> [Prompt] Lines in the material below that include "blue" need to be tallied; give the total alone.

──────────

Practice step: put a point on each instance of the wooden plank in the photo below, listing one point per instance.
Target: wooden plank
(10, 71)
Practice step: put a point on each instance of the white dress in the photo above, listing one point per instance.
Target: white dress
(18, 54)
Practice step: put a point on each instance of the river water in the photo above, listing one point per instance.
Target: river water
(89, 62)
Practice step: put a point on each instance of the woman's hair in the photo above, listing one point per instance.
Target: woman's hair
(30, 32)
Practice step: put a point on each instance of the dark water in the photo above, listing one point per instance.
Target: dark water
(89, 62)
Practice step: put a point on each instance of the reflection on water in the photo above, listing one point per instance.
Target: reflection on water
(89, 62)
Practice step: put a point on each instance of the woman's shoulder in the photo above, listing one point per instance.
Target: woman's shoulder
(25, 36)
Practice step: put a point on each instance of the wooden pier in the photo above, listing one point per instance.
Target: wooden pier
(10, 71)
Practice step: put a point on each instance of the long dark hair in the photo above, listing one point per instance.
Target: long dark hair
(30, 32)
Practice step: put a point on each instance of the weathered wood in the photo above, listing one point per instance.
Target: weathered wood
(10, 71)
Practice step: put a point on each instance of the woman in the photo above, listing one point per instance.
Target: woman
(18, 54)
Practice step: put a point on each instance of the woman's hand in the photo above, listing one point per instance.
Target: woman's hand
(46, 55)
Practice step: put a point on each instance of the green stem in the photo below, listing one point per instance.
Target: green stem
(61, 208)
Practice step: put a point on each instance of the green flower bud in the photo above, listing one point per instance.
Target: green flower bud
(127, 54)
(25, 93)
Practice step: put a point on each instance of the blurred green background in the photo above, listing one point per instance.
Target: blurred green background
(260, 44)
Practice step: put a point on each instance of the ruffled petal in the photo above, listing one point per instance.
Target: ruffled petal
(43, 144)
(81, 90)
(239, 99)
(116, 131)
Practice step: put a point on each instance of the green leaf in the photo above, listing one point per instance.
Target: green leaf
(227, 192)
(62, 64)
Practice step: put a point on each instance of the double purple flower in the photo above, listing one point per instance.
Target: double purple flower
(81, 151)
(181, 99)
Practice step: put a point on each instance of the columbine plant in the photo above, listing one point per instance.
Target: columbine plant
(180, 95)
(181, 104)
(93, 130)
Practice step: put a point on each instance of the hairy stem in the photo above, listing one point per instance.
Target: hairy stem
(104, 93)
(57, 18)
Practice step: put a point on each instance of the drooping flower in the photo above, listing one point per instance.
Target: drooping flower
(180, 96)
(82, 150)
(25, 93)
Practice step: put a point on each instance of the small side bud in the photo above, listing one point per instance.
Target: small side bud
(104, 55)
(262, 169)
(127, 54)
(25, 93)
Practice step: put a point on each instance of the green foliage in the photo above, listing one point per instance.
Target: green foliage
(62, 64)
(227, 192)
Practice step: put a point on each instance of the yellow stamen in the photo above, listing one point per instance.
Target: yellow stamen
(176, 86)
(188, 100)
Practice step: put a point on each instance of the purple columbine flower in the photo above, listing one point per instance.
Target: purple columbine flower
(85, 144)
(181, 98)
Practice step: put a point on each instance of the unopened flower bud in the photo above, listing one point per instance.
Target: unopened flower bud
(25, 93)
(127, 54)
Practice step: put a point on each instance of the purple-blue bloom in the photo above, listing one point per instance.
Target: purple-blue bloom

──────────

> [Output for this task] 2